What to do = Please turn each line of the records below into a JSON list of strings, one string per line, with blank lines left out.

Record set =
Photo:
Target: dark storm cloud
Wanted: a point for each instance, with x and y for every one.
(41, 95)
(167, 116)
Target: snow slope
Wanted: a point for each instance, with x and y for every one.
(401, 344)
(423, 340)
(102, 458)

Result of this exercise =
[
  "Photo:",
  "Target: dark storm cloud",
  "Wanted: a point for each instance, with x and y for every one.",
  "(41, 95)",
  "(167, 116)",
  "Target: snow slope",
  "Wanted: a point for each instance, with x and y for every one.",
  "(401, 344)",
  "(423, 340)",
  "(102, 458)"
]